Exercise requirements:
Find every line in the items below that contains the word "diagonal", and copy each one out in full. Matches must have the same capitalization.

Material:
* * * * * * * * *

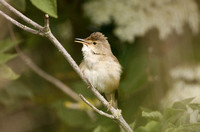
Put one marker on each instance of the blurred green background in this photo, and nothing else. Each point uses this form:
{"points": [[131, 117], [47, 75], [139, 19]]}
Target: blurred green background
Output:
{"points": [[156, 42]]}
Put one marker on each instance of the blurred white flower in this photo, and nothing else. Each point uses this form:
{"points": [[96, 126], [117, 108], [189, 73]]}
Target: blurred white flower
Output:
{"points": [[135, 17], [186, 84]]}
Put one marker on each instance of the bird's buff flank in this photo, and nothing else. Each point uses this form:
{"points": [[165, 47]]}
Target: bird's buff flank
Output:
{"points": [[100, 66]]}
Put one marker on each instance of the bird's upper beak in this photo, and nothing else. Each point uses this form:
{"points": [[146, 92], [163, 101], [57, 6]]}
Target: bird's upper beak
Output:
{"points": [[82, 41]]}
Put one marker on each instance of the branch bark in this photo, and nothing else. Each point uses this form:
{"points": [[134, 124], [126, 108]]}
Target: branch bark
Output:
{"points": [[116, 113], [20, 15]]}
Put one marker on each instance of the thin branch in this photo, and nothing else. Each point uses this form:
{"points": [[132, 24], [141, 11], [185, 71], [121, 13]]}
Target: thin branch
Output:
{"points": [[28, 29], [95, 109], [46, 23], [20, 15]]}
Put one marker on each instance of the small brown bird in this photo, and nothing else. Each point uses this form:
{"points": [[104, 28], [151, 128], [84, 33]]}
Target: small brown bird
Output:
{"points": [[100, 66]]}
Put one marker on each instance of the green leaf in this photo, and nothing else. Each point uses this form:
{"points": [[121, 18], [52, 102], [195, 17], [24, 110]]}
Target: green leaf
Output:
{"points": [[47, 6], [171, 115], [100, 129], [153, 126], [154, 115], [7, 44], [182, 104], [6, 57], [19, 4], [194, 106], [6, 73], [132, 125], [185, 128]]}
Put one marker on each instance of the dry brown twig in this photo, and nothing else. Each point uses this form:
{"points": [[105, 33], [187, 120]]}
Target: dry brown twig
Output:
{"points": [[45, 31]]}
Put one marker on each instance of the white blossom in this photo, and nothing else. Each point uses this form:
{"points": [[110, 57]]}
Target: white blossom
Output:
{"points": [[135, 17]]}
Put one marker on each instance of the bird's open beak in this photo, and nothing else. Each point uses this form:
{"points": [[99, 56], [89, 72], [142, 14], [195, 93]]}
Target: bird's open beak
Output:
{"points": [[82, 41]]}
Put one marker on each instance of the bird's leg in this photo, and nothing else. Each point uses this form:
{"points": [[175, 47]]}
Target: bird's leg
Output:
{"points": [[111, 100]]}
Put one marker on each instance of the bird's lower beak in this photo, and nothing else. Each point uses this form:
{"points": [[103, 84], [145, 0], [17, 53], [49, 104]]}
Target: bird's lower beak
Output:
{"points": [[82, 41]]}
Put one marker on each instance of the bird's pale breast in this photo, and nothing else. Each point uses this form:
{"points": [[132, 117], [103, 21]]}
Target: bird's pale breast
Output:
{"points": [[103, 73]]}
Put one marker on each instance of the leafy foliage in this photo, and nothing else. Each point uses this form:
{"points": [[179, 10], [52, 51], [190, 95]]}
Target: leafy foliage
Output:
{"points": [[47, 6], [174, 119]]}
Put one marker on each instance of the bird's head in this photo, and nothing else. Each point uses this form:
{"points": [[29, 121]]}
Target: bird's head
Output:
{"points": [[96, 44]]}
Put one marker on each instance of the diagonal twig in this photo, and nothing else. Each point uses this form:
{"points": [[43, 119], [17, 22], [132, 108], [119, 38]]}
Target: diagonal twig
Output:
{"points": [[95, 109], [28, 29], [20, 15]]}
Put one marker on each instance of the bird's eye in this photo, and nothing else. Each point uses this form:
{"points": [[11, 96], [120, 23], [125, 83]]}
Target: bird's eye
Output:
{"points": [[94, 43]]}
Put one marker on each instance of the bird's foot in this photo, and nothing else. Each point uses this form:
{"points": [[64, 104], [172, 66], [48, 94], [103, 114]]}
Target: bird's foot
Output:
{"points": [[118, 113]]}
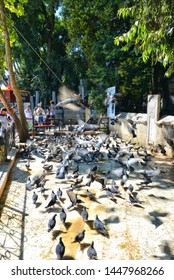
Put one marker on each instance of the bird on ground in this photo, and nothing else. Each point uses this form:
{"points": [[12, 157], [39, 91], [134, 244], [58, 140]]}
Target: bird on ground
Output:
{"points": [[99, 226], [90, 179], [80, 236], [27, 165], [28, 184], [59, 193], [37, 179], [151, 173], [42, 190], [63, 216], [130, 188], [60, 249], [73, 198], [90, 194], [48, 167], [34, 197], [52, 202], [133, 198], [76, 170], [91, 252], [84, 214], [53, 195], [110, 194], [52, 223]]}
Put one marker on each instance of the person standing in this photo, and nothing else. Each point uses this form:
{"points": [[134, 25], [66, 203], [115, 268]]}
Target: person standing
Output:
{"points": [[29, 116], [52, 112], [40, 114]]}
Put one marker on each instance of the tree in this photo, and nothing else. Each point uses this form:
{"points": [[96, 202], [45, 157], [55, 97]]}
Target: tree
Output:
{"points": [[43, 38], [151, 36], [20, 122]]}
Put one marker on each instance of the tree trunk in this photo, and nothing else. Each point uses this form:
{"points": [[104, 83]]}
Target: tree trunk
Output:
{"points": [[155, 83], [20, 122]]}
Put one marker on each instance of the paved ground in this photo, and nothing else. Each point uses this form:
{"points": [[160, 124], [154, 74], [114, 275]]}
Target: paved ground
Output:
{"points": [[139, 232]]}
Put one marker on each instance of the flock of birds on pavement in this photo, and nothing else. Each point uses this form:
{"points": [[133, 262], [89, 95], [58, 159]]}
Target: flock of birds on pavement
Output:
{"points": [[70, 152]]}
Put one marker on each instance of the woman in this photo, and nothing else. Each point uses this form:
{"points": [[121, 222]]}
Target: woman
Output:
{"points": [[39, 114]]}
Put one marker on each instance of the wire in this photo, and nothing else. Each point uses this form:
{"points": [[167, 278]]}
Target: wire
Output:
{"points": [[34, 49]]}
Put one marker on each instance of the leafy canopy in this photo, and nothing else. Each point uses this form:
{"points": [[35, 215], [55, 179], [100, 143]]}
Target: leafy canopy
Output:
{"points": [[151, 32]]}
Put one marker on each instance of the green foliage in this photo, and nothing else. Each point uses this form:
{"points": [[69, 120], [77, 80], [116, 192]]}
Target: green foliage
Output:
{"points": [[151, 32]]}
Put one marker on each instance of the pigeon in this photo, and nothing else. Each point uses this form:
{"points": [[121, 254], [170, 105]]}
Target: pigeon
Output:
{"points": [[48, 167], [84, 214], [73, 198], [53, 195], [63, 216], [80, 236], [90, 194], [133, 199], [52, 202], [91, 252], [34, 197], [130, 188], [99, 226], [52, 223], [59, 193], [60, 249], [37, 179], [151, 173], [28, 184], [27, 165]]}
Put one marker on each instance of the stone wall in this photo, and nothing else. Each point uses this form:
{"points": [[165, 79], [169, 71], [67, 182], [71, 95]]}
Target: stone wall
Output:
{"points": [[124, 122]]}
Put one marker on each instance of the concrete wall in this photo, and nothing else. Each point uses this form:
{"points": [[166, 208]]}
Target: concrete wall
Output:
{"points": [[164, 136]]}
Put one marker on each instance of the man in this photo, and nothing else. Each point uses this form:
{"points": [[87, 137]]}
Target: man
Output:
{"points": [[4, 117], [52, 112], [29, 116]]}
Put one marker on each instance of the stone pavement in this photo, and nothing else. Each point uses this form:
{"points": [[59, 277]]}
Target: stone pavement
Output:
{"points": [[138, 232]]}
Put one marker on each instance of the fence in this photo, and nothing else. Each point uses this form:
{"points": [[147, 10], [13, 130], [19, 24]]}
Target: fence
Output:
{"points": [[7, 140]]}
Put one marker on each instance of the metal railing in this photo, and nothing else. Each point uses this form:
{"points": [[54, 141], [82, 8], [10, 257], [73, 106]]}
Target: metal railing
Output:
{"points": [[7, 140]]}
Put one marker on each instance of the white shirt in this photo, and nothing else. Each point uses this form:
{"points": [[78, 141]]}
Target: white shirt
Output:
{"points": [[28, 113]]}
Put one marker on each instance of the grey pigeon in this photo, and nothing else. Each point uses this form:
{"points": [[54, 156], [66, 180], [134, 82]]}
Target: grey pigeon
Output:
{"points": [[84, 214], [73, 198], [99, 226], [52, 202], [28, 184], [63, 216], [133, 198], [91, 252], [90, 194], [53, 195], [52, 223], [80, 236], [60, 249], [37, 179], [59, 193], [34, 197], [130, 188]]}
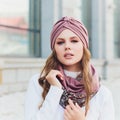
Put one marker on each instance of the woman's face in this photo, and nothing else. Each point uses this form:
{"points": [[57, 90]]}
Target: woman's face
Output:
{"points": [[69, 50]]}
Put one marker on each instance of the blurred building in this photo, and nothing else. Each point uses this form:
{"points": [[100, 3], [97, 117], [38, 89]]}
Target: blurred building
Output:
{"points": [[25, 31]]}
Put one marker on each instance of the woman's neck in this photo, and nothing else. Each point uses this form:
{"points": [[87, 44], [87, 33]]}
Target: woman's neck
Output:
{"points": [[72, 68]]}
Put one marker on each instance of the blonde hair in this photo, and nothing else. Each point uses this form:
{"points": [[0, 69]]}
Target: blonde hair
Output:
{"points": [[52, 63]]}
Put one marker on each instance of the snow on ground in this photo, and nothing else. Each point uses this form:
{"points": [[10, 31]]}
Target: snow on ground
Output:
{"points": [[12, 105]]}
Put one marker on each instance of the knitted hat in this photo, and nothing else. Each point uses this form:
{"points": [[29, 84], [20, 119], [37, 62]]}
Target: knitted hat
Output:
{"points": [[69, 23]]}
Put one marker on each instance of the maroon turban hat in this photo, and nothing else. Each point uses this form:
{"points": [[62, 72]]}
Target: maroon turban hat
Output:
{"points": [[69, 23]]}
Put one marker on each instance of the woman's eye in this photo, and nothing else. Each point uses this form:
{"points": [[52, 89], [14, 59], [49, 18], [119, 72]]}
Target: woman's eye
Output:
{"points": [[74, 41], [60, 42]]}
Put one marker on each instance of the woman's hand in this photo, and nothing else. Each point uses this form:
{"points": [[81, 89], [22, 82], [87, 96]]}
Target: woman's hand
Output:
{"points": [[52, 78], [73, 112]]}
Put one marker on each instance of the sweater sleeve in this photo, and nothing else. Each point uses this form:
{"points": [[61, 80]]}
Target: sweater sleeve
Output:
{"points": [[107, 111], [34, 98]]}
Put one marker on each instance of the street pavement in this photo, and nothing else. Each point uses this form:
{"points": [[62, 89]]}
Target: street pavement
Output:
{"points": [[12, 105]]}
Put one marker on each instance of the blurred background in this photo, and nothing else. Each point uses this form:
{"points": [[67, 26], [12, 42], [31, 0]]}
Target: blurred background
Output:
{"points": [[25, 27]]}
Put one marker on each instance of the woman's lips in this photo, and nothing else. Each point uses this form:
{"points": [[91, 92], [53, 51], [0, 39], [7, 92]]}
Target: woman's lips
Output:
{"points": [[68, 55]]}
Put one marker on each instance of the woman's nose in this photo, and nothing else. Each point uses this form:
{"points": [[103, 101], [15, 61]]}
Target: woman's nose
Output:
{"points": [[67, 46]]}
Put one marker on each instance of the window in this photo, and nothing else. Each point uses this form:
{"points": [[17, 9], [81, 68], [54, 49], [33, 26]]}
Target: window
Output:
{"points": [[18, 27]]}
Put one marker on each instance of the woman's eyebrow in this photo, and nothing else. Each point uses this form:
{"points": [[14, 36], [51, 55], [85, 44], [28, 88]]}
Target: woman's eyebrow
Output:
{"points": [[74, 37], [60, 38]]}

* * * * * * * * *

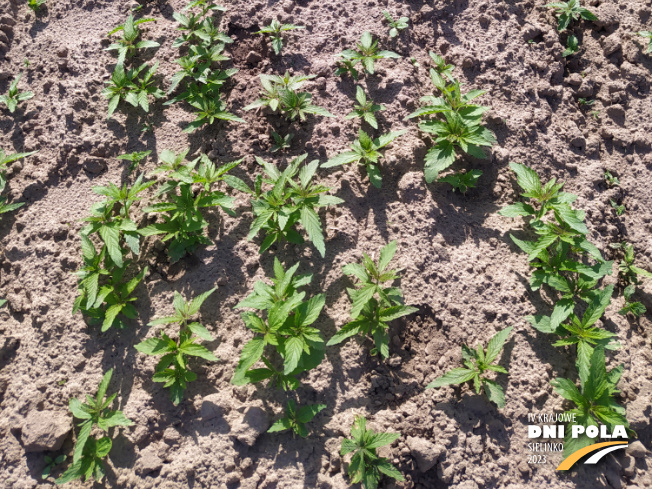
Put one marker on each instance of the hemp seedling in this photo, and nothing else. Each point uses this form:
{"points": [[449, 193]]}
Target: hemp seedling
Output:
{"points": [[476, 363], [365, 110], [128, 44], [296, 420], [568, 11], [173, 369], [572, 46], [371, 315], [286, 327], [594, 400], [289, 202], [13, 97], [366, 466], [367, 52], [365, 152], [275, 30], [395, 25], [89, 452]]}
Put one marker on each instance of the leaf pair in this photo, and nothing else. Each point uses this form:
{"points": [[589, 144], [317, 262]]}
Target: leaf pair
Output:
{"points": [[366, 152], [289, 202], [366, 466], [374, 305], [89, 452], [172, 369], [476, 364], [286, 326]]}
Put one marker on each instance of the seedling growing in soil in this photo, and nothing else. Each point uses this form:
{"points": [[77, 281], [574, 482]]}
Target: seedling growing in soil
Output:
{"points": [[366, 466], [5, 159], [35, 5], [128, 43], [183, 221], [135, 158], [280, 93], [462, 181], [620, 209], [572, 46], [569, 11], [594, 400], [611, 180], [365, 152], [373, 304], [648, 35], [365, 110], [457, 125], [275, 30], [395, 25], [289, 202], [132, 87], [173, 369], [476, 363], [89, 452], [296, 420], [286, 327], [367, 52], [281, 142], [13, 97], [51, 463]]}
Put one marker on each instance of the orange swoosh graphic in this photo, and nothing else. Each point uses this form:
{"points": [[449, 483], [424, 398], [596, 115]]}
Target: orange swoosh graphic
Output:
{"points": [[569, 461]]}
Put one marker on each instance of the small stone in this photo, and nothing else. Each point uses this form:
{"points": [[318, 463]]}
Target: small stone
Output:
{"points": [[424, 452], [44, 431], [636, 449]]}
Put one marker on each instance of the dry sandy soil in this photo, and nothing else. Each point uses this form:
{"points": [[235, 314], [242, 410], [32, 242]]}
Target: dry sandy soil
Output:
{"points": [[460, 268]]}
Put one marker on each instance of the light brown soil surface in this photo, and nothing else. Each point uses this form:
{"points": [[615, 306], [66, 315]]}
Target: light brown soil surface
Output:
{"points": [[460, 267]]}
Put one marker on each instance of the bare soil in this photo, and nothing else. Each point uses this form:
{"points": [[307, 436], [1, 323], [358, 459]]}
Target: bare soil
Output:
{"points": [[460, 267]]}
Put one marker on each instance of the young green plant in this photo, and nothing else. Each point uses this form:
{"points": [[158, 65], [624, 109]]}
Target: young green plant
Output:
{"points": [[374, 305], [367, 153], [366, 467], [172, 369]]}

* * * * * * * * *

Answer in full:
Put one marker on each instance of the diagonal twig in this photo, and nothing else. Each point uses this form:
Target: diagonal twig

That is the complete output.